### [Task to carry out]
Extend the passage on deaths in U.S. jails and prisons, picking up right after its final sentence.

### [Page text]
================

The number of deaths in local jails as documented by Reuters, along with data collected by The Marshall Project and the New York Times on state and federal prisons, clearly illustrates that these various cages are concentration camps. People are dying premature and unnecessary deaths there, in disproportionate numbers for people of color and for people with various intersections based on nationality, gender, sexual orientation and disability.
These deaths, particularly in U.S. jails, are being undercounted for many reasons. Jail facilities transfer incarcerated workers to outside medical facilities before they die so their deaths won’t be counted as happening in custody. There are “compassionate releases” where folks who have been locked up and are terminally ill will die in their own communities rather than in the damning custody of municipal, county, state and federal agencies.
Data on deaths in local jails is also difficult to capture, due in part to the decentralization of incarceration within county and municipal structures. Jails are operated by county sheriff departments and other law enforcement agencies, such as city police departments.
People with longer sentences are generally transferred from local jails to prisons, which are complexes usually operated by state and federal agencies. Legislation relating to prisons is frequently put in place at both the state and federal level with the intent to suppress data and maintain secrecy – for a state that serves the ruling class rather than the workers who produce its great wealth.
Overall, data is made hard to collect on the number of deaths in jails – but also in im/migrant detention centers and prisons – to intentionally erase the criminalization of human beings from public life and public responsibility. This erasure happens to everyone’s detriment – except the rich.
An Oct. 16 article from Reuters reveals the suppression of data on jail deaths: “The Justice Department’s Bureau of Justice Statistics has collected inmate mortality data for two decades – but statistics for individual jails are withheld from the public, government officials and oversight agencies under a 1984 law limiting the release of BJS data. … Local policy makers can’t learn if their jails’ death rates are higher than those in similar communities… The Justice Department’s own lawyers, charged with taking legal action when corrections facilities violate constitutional standards, can’t readily identify jails where high death counts warrant federal investigation.”

================

### [Given information]
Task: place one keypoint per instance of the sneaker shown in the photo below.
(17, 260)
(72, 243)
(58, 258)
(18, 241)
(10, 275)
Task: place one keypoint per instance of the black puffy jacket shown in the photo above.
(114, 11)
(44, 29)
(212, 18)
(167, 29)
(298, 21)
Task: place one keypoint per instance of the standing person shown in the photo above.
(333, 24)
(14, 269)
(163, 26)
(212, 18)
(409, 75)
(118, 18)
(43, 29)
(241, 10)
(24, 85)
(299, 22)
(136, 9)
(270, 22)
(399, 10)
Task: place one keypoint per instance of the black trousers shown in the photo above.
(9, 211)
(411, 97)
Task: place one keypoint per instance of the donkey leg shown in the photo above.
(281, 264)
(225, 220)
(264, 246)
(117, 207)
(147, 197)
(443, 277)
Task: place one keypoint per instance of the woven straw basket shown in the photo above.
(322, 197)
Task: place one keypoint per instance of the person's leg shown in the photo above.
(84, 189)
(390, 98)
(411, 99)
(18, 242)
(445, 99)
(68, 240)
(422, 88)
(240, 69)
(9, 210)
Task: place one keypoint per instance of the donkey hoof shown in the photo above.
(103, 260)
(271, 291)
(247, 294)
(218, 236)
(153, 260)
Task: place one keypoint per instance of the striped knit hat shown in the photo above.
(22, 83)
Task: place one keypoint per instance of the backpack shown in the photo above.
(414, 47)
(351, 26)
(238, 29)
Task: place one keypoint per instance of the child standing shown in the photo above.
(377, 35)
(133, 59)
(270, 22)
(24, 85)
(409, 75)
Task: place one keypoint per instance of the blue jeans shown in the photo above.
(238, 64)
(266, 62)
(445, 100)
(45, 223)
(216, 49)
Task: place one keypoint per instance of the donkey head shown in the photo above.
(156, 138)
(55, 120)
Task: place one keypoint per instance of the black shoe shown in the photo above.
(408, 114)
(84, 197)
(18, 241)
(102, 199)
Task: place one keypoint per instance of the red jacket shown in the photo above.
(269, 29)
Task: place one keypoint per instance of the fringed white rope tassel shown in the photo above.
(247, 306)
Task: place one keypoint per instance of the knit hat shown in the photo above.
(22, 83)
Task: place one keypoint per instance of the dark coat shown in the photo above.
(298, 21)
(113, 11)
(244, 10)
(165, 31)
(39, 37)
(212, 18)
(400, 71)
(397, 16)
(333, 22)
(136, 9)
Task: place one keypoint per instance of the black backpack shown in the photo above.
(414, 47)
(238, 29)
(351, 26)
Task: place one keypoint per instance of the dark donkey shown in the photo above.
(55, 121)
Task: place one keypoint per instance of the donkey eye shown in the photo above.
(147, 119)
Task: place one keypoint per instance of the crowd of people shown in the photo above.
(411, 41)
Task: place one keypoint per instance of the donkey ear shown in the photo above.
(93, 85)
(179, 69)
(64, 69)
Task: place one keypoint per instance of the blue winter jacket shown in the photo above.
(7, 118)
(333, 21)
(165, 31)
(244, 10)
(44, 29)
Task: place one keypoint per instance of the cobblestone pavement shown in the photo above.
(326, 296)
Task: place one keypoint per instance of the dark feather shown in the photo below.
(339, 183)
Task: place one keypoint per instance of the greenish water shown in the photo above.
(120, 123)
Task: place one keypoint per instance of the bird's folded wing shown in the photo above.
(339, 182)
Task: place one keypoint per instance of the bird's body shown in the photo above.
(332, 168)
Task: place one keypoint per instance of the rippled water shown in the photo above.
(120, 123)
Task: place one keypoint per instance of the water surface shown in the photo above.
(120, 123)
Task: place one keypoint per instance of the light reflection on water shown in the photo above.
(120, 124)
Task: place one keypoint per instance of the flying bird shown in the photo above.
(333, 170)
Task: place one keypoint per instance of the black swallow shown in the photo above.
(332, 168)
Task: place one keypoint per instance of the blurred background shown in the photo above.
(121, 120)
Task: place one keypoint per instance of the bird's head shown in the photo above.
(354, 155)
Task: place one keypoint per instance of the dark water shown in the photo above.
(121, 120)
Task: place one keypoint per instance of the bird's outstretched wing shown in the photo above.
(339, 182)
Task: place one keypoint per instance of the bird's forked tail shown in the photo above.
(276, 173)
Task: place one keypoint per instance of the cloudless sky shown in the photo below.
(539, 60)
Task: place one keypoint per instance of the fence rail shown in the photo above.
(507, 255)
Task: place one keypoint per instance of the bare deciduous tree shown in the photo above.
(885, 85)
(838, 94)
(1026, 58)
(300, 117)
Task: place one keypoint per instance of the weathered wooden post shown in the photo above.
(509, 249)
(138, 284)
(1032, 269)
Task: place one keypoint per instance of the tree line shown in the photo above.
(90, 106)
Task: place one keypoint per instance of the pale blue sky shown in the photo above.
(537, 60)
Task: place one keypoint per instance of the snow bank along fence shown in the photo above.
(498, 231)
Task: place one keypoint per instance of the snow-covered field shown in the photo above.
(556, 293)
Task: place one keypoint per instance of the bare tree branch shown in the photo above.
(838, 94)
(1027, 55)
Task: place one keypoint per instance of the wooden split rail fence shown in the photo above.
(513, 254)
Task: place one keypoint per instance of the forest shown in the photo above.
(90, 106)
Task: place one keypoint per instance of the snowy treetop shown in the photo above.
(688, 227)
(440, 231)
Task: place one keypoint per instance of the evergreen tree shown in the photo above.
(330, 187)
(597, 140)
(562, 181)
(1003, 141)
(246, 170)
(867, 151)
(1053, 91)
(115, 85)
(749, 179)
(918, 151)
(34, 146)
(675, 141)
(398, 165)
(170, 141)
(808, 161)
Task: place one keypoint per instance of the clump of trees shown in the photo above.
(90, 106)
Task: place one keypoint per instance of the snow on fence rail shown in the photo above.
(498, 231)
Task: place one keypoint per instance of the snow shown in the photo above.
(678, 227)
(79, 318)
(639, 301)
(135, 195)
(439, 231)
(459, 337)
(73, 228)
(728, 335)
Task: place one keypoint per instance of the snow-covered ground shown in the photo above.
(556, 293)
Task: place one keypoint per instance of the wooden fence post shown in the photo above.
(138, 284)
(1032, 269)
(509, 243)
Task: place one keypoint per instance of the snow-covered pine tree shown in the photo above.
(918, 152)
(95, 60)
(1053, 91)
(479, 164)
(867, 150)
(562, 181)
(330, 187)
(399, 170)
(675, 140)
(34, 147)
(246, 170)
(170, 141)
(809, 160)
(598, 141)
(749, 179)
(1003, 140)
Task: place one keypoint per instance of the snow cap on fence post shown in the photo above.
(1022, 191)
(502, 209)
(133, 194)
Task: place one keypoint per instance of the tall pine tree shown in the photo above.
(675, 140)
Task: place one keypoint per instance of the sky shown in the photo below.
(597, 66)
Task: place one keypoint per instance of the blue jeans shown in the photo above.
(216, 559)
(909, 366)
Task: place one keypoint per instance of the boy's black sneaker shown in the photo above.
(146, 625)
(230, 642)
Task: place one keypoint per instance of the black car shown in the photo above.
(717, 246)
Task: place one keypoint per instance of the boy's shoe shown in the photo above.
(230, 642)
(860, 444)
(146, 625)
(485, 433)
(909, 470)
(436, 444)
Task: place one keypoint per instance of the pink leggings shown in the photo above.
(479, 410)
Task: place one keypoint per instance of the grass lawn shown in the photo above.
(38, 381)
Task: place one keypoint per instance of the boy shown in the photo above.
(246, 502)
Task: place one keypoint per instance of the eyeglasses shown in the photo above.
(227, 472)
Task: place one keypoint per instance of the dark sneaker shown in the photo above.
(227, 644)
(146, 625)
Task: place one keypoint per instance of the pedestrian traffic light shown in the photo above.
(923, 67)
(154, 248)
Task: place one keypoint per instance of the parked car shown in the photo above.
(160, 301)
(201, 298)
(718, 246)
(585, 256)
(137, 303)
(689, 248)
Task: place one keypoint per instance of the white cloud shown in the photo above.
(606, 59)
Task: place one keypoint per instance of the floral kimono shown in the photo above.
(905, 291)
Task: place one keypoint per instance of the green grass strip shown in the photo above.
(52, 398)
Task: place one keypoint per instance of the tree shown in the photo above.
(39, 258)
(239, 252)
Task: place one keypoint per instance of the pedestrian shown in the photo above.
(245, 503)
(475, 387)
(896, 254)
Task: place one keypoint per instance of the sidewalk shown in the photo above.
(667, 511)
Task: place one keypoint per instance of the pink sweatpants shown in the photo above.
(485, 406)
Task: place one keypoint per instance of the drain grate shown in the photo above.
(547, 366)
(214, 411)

================

### [Output below]
How and why are people dying in jail?
A Reuters analysis of deaths in 523 jails across the U.S. between 2008 and 2019 found 7,571 reported deaths. Of the people who died in these cages, 4,998 – or about two thirds – were killed by conditions they were already suffering from before they were in custody or saw their day in court.
Of the total number of reported deaths, 2,000 were due to suicide. About 1,500 of those suicides were by people not yet convicted of anything. There are essentially no figures available on the number of deaths resulting from guard or police assault on incarcerated people within jail and prisons.
A myriad of deplorable factors continue to contribute to premature death imposed on already vulnerable people. Many jails are not responsible to any agency to maintain basic, safe standards for operation or healthcare. Mandatory bail requirements trap poorer people in pre-trial detention for long periods.
Since the end of the Reuters study, the death rate for incarcerated people due to drug and alcohol overdose has increased by 72%. This has occurred amid an opioid epidemic developed and exploited by a pharmaceutical industry determined to reap mega-profits and by complicit government entities.
Incarceration should not be a death sentence
Im/migrant detention centers, jails and prisons are consistently used as weapons against members of the working class and against oppressed people. Arrest and incarceration can be used against anyone at any time for the most arbitrary of reasons.
Threats of these cages can be invoked to bust up and contain revolutionary movements fighting for a world free of cages and borders – a world that will not produce violence in the name of profit for a ruling class that holds the keys to these cages.
Those of us on the outside will not allow the prison walls to divide us from our common interest in fighting together with incarcerated workers for a planet free of the organized violence of police and prisons, a world free of the willfully imposed poverty and everyday violence of capitalism.
Save their lives and free them all for public health! Provide released folks with housing, healthcare and a guaranteed income upon release! Attack the conditions that necessitate cages! Tear down the walls!